**SET TASK 1**: Print the stretch from "The credit crunch" through "of the banks." in the passage on the dollar crisis, word for word.
**SET TASK 2**: Pick up the passage on the dollar crisis after its final sentence and keep writing.

**PASSAGE TO READ**:
Asked whether he still predicted a dollar crisis, Volcker said, “You don’t have to predict it. We’re in it.” (I've written extensively about banks being insolvent, and how the Fed's actions have created a run on both the US Dollar, and also US Treasury bonds, Richard)
The credit crunch is increasingly impacting the so-called “real economy,” producing a spreading slowdown in economic activity, which, in turn, exacerbates the financial crisis.
The Financial Stability Forum, a body representing financial ministers and regulators from around the world, presented a report Friday to the Group of Seven financial ministers meeting calling for more disclosure and better risk management by financial institutions and a greater exchange of information between central bankers and regulators. It recommended requiring institutions to hold more capital and maintain larger cash reserves, but proposed no significant increase in government supervision of the banks.
The report is expected to be approved by the G7, but this is little more than window dressing meant to conceal sharp divisions among the member states. While the Fed has dramatically cut its target short-term interest rate since September, bringing it down from 5.25 percent to 2.25 percent, the European Central Bank has held its rate steady at 4 percent, and again this week refused to follow the Fed’s lead and reduce the eurozone rate. The divergence in policy has intensified the dollar crisis, as speculators and investors shift their holdings from dollars to euros. (The shifting to the Euro, FXE, along with the rise of the Yen, FXY, has been the lever driving down the US dollar and the raising the price of gold, Richard)
On Wednesday, the US responded to the IMF economic growth report by publicly disavowing its projections for the US economy as “unduly pessimistic.” US Treasury spokesmen also rejected Strauss-Kahn’s call for government intervention on a global level to deal with the financial crisis.
II. An analysis comes from Austrian Economist Mike Mish Sheldon, who questions "What Exactly Is The Fed's Plan" and answers, "Careful review shows there is no plan other than lies, deceit, and what best suits those who caused the problem".

**SUPPLIED DATA**:
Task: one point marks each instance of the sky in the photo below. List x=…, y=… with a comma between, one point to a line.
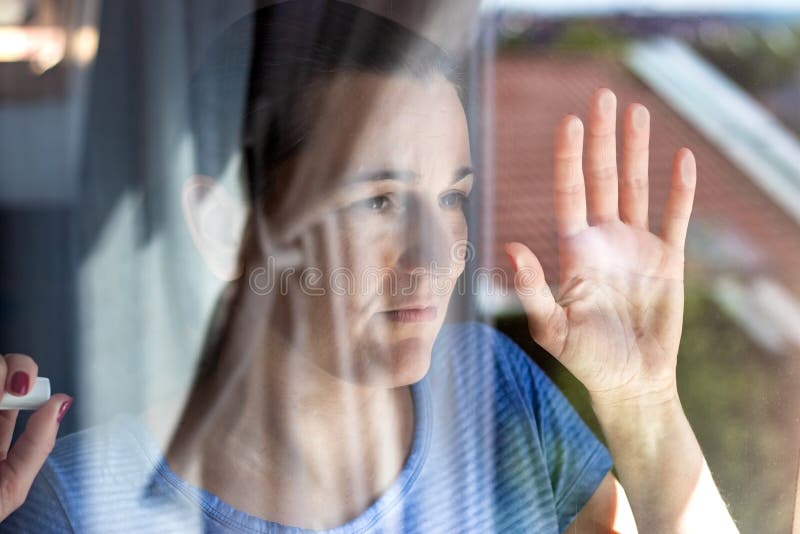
x=665, y=6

**EXERCISE RESULT 1**:
The credit crunch is increasingly impacting the so-called “real economy,” producing a spreading slowdown in economic activity, which, in turn, exacerbates the financial crisis.
The Financial Stability Forum, a body representing financial ministers and regulators from around the world, presented a report Friday to the Group of Seven financial ministers meeting calling for more disclosure and better risk management by financial institutions and a greater exchange of information between central bankers and regulators. It recommended requiring institutions to hold more capital and maintain larger cash reserves, but proposed no significant increase in government supervision of the banks.

**EXERCISE RESULT 2**:
III. Another analysis comes from farmer and builder Elaine Meinel Supkis, who relates that :The G7 Meet To Plot Return To Old Status Quo" and shares that: "I constantly watch the G7 news because this imperialist collection of nations is at the heart of the banking collapse. They and only they have been hard at work, trying to flood the world with more red ink in a benighted attempt at bringing 'liquidity' to the vast seas of red ink they, themselves, created. Even as China tries to sop up this red ink in its FOREX reserves which are racing towards $2 trillion, the entire focus of the G7 is for more red ink. Even as 'money' vanishes as 'assets' collapse in value in the West, the 'cure' is more red ink. So today, we look at some debt statistics and past banking law changes in the US. And how the US uses debt to create money. The great wellspring here is government debt. Indeed, England and the US are in competition to see who can go the deepest into debt. This happens to be the same imperial complex that has ruled the world for the last 200 years. And the British half has teetered on bankruptcy more than once during this reign.
The cruel reality of devolution can't be stopped by any government or banking system. This money MUST vanish one way or another. If necessary, by being literally blown up. Note how the US is egging on World War III. We are harassing Iran mercilessly. The latest hearings about our noxious and utterly illegal invasion of Iraq has now focused its irate eye upon Iraq's neighbor who was invaded by Iraq in the past: Iran. And this is driving up world oil prices which now sit at over $111 a barrel and rising. And this is destroying the wealth in the Cave of Death!
The connection between wars, debts, government refusal to tax so as to avoid debt lies not in politics but in the banking realm: debts from the governments is RICHES for the bankers! (Yes, the Federal Reserves' actions privatize profits and socialize risk and leveraged debt onto the taxpaying people, Richard)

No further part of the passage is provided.